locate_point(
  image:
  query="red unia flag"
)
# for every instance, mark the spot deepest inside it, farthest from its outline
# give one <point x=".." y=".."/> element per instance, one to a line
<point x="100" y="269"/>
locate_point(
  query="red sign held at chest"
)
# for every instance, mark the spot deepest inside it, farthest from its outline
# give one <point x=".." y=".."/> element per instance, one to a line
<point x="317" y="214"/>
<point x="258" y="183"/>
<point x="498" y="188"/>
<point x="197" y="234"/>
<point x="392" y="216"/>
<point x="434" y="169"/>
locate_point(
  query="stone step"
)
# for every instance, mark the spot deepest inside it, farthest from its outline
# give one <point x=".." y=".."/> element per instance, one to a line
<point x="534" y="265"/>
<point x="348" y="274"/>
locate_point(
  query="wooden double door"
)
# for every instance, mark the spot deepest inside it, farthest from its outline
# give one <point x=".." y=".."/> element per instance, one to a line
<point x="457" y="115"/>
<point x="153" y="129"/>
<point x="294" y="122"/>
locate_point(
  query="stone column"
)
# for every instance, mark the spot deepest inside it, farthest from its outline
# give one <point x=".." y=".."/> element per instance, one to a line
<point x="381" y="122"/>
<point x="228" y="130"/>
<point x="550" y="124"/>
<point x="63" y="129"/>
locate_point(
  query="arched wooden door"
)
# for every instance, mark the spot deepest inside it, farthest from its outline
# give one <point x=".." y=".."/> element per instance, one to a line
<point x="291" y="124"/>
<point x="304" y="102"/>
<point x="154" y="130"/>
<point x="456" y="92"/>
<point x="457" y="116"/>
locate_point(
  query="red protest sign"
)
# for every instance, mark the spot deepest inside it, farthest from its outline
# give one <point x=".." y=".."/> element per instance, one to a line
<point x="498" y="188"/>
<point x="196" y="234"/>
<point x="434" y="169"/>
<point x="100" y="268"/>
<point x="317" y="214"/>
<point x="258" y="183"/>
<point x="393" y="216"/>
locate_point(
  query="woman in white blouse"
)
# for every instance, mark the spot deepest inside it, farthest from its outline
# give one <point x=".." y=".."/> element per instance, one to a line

• Problem to work on: Return each line of the listing above that contains the string "query". Case counts.

• Answer to this exercise:
  query="red unia flag"
  query="red sign held at chest"
  query="stone step"
  query="wooden double door"
  query="stone column"
  query="arched wooden door"
  query="red protest sign"
  query="woman in white blouse"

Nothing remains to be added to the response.